A separate, noncanonical mechanism by which JAK activity perturbs gene expression is by directly phosphorylating chromatin, which was first discovered in Drosophila (19) and subsequently confirmed in human cells (20–22). In leukemia cells, a mutant JAK2 isoform phosphorylates the tail of histone H3 tyrosine 41 (H3Y41), which displaces the inhibitory heterochromatin protein HP1α from chromatin to augment gene transcription (20, 23). We previously reported a similar function of JAK2 in primary mediastinal B-cell lymphoma (PMBL) and Hodgkin lymphoma (HL), in which JAK2 kinase is activated by autocrine IL-13 signaling (21, 24). Through this noncanonical pathway, JAK2 induces expression of more than 2,000 genes, including genes that control the growth and proliferation of the malignant cell such as MYC, JMJD2C, and JAK2 itself, as well as the genes encoding PD-L1 and PD-L2, which inhibit tumor immunity through the T-cell inhibitory receptor PD1 (21, 24, 25).
Here, we demonstrate that JAK1 promotes the malignant phenotype of ABC DLBCL cells by phosphorylating and activating STAT3 and also epigentically by phosphorylating chromatin on H3Y41. We demonstrate that some epigenetic JAK1 target genes are also induced by the BCR/NF-κB signaling pathway and that cotargeting of BCR and JAK signaling with small molecule inhibitors kills ABC DLBCL cells synergistically.

## TASK PROMPT
Answer these questions from the passage on JAK signaling and chromatin:
1. In leukemia cells, which residue does the mutant JAK2 isoform phosphorylate?
2. In PMBL and HL, what activates JAK2 kinase?
3. Which signaling pathway also induces some epigenetic JAK1 target genes?

## RECORDED DATA
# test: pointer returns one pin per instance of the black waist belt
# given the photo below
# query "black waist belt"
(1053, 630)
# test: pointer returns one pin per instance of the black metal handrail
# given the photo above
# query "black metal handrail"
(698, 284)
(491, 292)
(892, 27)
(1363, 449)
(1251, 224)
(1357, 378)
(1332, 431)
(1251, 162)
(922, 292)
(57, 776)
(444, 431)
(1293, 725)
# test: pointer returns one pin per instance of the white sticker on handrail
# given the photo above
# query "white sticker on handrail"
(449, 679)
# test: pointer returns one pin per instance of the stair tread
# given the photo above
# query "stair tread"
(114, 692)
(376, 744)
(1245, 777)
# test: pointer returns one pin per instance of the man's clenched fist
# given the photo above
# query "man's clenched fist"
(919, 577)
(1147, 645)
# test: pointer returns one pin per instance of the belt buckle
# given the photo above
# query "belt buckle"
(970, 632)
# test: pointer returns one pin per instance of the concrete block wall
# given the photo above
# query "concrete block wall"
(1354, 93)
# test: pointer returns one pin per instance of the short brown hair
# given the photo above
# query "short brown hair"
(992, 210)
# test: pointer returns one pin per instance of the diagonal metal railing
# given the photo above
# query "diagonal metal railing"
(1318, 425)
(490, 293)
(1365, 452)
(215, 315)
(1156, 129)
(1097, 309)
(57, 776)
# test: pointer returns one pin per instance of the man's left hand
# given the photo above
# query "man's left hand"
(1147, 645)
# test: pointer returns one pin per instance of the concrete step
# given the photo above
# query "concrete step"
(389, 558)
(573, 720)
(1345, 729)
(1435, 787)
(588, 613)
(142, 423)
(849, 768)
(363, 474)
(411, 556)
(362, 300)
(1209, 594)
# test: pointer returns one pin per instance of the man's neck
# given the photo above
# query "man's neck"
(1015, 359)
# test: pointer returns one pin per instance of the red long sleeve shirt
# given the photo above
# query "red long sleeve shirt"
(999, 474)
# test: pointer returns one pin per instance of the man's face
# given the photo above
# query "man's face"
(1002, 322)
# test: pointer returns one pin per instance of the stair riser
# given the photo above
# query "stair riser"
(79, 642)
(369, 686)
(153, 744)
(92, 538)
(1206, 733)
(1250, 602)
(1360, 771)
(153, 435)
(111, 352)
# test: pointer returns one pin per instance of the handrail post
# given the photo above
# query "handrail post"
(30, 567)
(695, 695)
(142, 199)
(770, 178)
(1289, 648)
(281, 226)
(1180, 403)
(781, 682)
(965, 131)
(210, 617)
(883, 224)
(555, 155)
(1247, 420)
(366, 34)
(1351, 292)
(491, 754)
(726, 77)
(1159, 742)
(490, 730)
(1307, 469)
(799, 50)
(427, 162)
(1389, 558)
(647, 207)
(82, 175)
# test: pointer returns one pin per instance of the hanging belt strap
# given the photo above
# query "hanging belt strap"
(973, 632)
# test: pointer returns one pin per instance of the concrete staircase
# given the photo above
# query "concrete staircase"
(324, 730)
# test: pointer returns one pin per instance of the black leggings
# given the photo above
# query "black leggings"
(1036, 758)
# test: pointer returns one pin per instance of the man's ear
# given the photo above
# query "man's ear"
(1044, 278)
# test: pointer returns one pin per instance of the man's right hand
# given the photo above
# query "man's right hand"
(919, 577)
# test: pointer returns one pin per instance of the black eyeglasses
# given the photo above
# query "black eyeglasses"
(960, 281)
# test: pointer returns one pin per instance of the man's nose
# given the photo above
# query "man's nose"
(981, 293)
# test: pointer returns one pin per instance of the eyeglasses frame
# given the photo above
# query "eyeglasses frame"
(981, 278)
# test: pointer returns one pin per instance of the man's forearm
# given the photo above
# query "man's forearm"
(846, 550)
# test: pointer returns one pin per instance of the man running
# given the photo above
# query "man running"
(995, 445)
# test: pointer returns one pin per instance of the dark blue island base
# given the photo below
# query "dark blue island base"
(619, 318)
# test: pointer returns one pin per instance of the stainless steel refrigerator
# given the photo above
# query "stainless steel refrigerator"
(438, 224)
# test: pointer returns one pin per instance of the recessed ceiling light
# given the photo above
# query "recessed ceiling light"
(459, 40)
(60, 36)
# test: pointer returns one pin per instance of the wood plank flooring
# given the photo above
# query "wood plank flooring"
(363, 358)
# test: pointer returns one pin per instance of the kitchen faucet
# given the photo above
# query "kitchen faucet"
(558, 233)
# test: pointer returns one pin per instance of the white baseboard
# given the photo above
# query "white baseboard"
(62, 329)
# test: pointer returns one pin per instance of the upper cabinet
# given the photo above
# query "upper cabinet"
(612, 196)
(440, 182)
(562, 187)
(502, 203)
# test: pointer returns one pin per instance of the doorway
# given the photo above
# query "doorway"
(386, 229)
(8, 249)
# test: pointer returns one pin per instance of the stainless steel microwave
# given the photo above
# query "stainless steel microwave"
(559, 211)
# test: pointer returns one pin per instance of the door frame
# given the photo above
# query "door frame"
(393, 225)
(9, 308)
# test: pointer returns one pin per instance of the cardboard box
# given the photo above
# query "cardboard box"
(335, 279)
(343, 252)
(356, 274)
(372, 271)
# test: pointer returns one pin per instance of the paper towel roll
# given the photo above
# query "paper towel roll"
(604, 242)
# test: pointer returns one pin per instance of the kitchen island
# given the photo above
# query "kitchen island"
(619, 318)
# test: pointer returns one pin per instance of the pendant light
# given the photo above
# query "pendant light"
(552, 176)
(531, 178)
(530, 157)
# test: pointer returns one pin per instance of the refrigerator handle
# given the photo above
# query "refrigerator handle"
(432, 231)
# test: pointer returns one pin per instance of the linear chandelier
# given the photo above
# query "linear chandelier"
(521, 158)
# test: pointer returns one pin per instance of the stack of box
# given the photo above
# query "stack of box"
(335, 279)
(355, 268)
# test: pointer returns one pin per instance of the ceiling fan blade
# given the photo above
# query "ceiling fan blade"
---
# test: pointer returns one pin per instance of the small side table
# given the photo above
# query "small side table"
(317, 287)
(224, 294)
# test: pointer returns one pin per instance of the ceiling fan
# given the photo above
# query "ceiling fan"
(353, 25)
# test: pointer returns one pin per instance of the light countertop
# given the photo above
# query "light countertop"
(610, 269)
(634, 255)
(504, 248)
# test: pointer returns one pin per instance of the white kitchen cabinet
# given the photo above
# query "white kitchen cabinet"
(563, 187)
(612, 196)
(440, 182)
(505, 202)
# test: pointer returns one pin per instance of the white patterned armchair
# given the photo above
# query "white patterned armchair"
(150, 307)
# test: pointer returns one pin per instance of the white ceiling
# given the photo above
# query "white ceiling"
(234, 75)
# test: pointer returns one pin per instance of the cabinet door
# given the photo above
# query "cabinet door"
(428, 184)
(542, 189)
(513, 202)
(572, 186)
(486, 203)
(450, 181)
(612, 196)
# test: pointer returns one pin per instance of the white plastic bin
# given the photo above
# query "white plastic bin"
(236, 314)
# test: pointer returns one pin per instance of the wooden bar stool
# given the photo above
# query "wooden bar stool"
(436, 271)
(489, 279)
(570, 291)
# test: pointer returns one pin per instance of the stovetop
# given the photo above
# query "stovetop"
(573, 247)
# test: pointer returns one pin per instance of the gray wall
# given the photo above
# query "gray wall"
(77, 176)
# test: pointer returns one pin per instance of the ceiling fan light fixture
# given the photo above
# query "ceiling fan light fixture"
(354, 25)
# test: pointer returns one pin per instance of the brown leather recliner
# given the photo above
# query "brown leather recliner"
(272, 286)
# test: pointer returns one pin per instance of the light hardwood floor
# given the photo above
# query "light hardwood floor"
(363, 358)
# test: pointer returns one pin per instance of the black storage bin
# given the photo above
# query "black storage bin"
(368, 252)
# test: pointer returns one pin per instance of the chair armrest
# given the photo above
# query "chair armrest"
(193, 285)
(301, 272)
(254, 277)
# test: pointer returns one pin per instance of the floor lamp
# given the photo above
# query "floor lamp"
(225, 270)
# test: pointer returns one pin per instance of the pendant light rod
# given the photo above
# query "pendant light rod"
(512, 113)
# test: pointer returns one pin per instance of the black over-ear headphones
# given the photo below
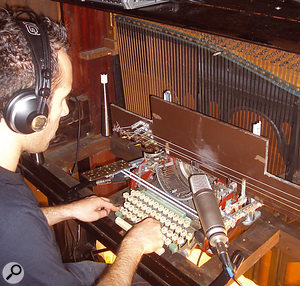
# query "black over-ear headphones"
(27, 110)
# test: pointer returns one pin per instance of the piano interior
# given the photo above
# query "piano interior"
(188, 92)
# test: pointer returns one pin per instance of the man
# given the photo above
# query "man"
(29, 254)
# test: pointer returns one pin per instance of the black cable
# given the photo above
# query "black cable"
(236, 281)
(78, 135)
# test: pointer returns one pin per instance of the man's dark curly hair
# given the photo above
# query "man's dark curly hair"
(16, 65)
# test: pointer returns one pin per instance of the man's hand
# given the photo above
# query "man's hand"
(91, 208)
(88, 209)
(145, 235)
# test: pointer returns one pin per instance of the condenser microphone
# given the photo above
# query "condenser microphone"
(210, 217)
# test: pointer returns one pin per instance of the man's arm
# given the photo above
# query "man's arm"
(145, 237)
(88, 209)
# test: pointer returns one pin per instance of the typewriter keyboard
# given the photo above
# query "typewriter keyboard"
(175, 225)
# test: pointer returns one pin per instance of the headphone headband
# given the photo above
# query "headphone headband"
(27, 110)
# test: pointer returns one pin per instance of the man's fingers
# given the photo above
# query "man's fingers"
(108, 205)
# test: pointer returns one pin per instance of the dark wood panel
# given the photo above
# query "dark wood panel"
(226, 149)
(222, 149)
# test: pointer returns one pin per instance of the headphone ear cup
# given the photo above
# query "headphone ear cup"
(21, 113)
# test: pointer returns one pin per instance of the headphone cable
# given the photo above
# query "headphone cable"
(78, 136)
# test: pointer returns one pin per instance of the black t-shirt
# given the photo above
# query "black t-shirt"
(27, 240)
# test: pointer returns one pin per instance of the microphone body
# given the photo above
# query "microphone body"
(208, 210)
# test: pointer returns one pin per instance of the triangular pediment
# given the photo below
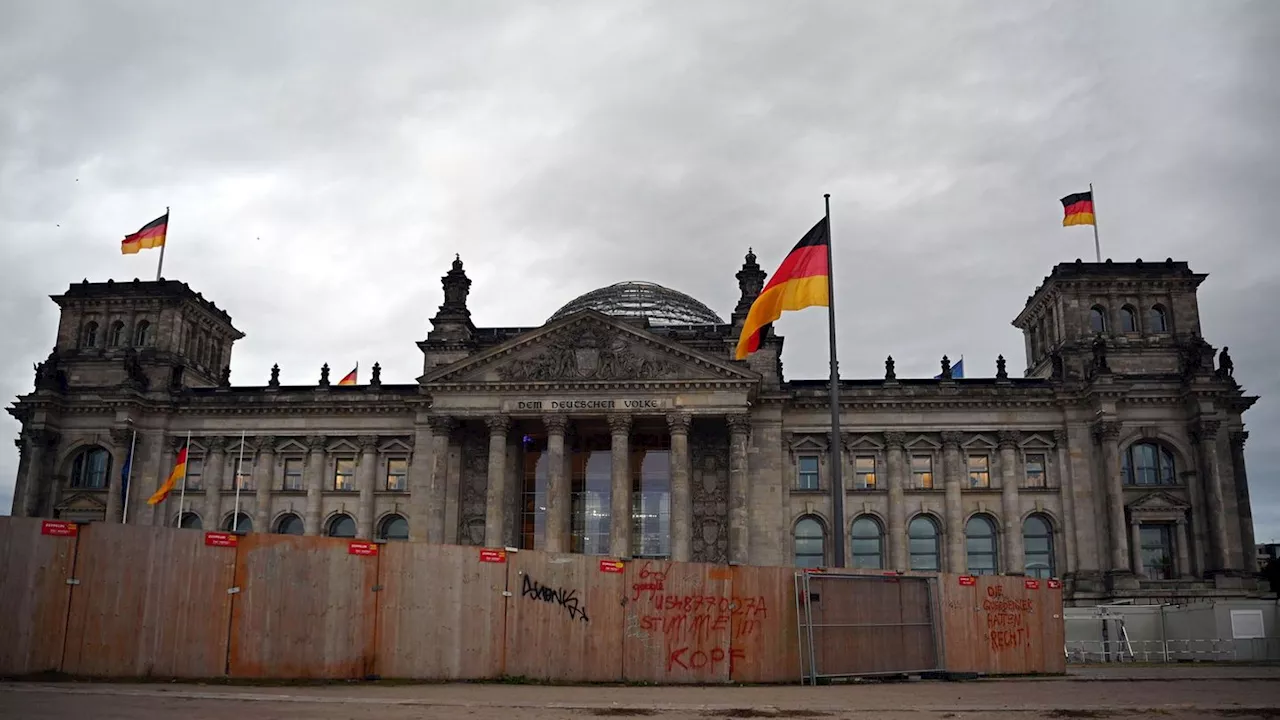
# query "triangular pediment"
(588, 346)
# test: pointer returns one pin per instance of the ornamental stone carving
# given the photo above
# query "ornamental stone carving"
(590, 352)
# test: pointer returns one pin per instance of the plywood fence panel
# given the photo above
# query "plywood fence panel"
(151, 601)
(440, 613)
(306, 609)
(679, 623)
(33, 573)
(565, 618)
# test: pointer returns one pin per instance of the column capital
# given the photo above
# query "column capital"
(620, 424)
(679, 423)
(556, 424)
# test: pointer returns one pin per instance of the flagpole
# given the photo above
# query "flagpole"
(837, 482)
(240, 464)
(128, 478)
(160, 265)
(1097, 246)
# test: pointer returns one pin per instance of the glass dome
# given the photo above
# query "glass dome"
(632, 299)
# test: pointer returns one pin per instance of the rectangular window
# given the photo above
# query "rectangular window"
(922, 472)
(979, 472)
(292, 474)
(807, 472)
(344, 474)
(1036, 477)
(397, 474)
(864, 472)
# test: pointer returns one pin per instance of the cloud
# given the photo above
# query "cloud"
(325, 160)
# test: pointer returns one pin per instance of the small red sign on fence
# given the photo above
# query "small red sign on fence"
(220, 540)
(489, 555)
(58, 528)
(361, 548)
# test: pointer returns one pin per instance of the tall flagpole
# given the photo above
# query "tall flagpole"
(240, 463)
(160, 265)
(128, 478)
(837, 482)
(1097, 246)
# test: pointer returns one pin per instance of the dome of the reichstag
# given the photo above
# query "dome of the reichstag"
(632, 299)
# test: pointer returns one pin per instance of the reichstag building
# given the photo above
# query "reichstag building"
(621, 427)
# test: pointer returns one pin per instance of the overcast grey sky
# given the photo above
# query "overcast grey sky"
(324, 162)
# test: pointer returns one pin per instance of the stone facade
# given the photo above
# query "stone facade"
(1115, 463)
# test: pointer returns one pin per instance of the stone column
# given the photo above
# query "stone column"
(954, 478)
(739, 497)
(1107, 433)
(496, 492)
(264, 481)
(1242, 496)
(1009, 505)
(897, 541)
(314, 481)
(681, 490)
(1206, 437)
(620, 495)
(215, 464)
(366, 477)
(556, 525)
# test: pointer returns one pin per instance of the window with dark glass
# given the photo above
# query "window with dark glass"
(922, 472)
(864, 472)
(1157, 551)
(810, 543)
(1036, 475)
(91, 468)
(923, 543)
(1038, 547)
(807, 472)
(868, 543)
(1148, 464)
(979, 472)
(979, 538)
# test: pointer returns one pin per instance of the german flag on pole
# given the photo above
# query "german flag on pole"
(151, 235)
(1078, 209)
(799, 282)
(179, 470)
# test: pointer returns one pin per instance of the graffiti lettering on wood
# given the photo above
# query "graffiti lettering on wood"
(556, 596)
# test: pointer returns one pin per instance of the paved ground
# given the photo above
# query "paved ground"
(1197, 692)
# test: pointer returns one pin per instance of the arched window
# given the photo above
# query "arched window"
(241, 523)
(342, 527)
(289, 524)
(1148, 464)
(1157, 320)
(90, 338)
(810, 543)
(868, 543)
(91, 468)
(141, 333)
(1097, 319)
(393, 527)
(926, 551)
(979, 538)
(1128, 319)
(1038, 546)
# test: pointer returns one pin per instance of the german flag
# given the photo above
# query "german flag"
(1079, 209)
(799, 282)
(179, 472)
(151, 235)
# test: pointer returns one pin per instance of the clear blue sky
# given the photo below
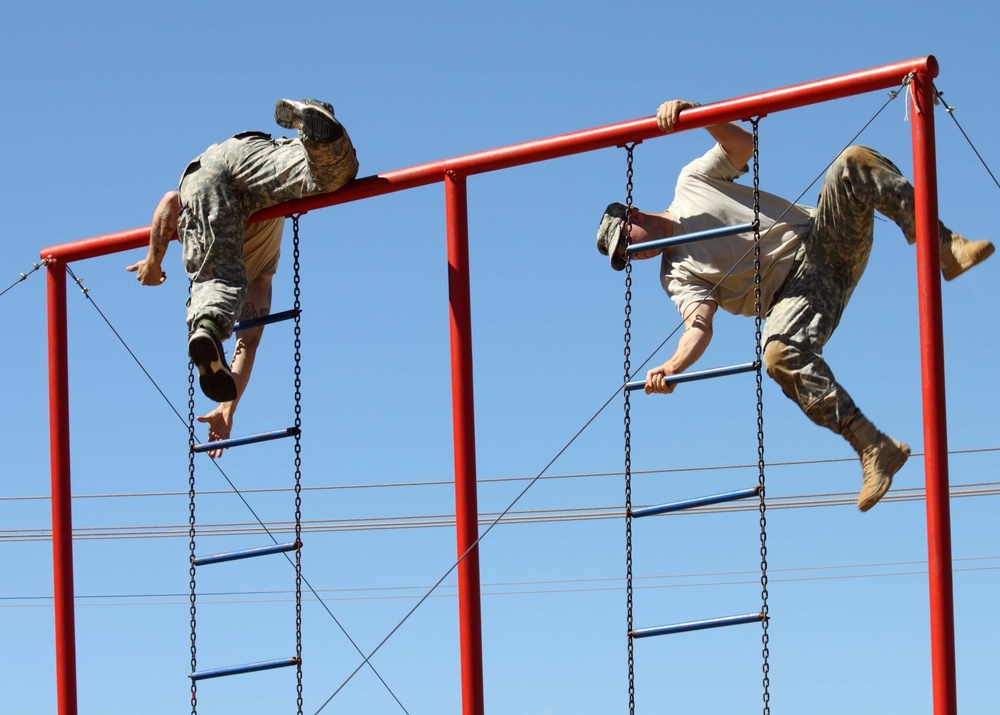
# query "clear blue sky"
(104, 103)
==
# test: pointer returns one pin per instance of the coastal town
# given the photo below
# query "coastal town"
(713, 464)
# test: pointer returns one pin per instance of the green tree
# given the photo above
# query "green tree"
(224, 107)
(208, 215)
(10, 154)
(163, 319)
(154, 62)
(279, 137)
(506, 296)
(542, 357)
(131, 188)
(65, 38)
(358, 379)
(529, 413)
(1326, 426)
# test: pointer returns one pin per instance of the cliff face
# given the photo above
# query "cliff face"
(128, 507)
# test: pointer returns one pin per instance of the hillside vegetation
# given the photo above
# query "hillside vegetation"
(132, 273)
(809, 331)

## YOUR SOLUTION
1. Tyrosine 41 of histone H3 (H3Y41).
2. Autocrine IL-13 signaling.
3. The BCR/NF-κB signaling pathway.